■ **Goal of the exercise**:
Print the data below verbatim, line for line, with nothing altered.

[Contour labeling data]

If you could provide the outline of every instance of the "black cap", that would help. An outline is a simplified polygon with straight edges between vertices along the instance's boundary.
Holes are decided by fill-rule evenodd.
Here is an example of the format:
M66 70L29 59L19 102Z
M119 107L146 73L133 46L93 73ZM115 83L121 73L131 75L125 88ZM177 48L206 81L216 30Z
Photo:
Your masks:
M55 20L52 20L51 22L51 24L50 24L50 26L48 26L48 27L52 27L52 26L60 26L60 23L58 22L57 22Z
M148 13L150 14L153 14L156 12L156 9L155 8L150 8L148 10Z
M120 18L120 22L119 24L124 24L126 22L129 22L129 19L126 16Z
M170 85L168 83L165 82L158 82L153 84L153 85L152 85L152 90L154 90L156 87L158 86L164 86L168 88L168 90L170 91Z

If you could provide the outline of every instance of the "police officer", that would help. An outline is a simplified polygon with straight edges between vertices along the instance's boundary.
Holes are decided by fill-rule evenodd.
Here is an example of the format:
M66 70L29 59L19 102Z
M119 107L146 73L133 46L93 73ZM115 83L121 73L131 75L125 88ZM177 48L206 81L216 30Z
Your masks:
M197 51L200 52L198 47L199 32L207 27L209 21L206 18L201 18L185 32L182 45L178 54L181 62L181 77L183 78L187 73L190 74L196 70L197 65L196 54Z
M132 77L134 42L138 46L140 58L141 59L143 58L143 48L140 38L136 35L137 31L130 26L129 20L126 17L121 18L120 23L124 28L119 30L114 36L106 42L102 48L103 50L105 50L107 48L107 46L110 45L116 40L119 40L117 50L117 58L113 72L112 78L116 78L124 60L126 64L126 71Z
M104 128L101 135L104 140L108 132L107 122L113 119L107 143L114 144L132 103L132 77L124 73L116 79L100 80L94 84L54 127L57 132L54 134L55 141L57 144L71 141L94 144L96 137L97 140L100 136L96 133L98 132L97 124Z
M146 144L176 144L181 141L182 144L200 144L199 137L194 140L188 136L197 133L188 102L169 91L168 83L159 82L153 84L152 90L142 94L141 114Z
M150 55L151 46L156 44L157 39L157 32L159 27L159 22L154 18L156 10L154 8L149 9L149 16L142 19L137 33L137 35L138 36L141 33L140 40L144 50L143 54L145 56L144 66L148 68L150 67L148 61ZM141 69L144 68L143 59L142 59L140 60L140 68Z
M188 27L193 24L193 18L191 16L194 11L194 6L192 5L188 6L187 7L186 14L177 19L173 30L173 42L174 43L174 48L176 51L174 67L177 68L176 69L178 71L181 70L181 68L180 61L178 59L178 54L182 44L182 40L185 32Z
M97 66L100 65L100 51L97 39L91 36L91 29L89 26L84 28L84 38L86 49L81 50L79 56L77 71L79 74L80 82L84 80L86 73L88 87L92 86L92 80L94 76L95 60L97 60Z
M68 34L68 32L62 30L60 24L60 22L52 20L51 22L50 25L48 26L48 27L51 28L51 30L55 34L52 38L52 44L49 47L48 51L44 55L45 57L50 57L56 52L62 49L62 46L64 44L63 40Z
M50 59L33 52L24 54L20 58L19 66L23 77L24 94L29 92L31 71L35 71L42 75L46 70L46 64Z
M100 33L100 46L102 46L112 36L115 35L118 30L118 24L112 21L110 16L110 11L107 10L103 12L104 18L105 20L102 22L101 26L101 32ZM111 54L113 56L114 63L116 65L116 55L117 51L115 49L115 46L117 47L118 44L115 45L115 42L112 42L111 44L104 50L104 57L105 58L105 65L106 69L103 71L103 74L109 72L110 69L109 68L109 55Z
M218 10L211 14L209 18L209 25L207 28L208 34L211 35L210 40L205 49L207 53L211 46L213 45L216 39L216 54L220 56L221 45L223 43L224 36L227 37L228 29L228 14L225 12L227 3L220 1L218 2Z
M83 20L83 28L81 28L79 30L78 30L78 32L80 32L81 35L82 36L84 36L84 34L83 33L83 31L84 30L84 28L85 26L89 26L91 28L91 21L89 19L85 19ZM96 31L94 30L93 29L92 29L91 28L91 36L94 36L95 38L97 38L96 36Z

■ **Written solution**:
If you could provide the outline of every instance of the "black cap", that would help. An outline is a simplified polygon with straight edges between vertices along the instance's boundary.
Holes are decided by fill-rule evenodd.
Here is an example of the format:
M66 70L29 59L19 102Z
M119 107L146 73L133 46L93 73ZM115 83L121 73L131 75L125 88ZM177 48L206 81L216 30Z
Photo:
Your masks:
M55 20L52 20L51 22L51 24L50 24L50 26L48 26L48 27L52 27L52 26L60 26L60 23L58 22L57 22Z
M148 13L150 14L153 14L156 12L156 9L155 8L150 8L148 10Z
M120 18L120 22L119 24L124 24L126 22L129 22L129 19L126 16Z
M170 85L168 83L165 82L158 82L153 84L153 85L152 85L152 90L154 90L156 87L158 86L164 86L168 88L168 90L170 91Z

If you could provide the outline of every instance of the "police officer", that would help. An outline is a simplified polygon with straight edges between vertices along the instance's boundary.
Holes are decided by fill-rule evenodd.
Here is an example of the format:
M66 70L29 59L19 102Z
M119 107L146 73L133 46L93 73ZM115 83L121 73L131 75L125 88ZM177 48L206 81L216 30Z
Your masks:
M197 51L200 52L198 47L199 32L207 27L209 21L206 18L201 18L185 32L182 45L178 54L181 62L181 77L183 78L187 73L190 74L196 70L197 65L196 54Z
M132 77L134 42L138 46L140 58L141 59L143 58L143 48L140 38L136 35L137 31L130 26L129 20L126 17L121 18L120 23L124 28L119 30L114 36L106 42L102 48L103 50L105 50L107 48L107 46L110 45L116 40L119 40L117 50L117 58L113 72L112 78L116 78L124 60L126 64L126 71Z
M104 128L101 135L104 140L108 132L107 122L113 119L107 143L114 144L132 103L132 77L124 73L116 79L100 80L94 84L54 127L57 132L54 134L55 141L57 144L71 141L94 144L96 137L97 140L100 136L96 133L98 132L97 124Z
M146 144L176 144L181 141L182 144L200 144L199 137L194 140L188 136L197 133L188 102L169 91L168 83L159 82L153 84L152 90L142 94L141 114Z
M150 55L151 46L156 44L157 39L157 32L159 27L159 22L154 18L156 10L154 8L149 9L149 16L142 19L137 33L137 35L138 36L141 33L140 40L144 50L143 54L145 56L144 66L148 68L150 67L148 61ZM141 69L144 68L143 59L142 59L140 60L140 68Z
M188 27L193 24L193 18L191 16L194 11L194 6L192 5L188 6L187 7L186 14L177 19L173 30L173 42L174 43L174 48L176 51L174 67L177 68L176 69L178 71L181 70L181 68L180 61L178 59L178 54L182 44L182 40L185 32Z
M97 66L100 65L100 51L97 39L91 36L91 29L89 26L84 28L84 38L86 49L81 50L79 56L77 71L79 74L80 82L84 80L86 73L88 87L92 86L92 80L94 76L95 60L97 60Z
M68 34L68 32L62 30L60 24L60 22L52 20L51 22L50 25L48 26L48 27L51 28L51 30L55 34L52 38L52 44L49 47L48 51L44 55L45 57L50 57L56 52L62 49L62 46L64 44L63 40Z
M50 59L33 52L24 54L20 58L19 66L23 77L24 94L29 92L31 71L35 71L42 75L46 70L46 64Z
M100 33L100 46L102 46L112 36L115 35L118 30L118 24L112 21L110 16L110 11L107 10L103 12L104 18L105 20L102 22L101 26L101 32ZM111 54L113 56L114 63L116 65L116 55L117 51L115 49L115 46L117 47L118 44L115 45L115 42L112 42L111 44L104 50L104 57L105 58L105 65L106 69L103 71L103 74L109 72L110 69L109 68L109 55Z
M218 10L211 14L209 18L209 25L207 28L208 34L211 35L210 40L205 49L207 53L211 46L213 45L216 39L216 54L220 56L221 45L223 43L224 36L227 37L228 29L228 14L225 12L227 3L220 1L218 2Z
M83 20L83 28L81 28L79 30L78 30L78 32L80 32L81 35L82 36L84 36L84 34L83 33L83 31L84 30L84 28L85 26L89 26L91 28L91 21L89 19L85 19ZM96 31L94 30L93 29L92 29L91 28L91 36L94 36L95 38L97 38L96 36Z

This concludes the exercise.